* GIVEN TASK
Reproduce the records below with "bedsheet" substituted by "blanket" and every other character left unchanged.

* MATERIAL PROVIDED
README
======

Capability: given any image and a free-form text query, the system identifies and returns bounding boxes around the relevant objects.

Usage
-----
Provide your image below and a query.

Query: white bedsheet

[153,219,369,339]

* RESULT FOR THIS EXERCISE
README
======

Capability: given any image and a free-form text query, the system identifies and returns bounding boxes around the relevant objects.

Usage
-----
Provide your image below and a query.

Query: white blanket

[153,219,369,339]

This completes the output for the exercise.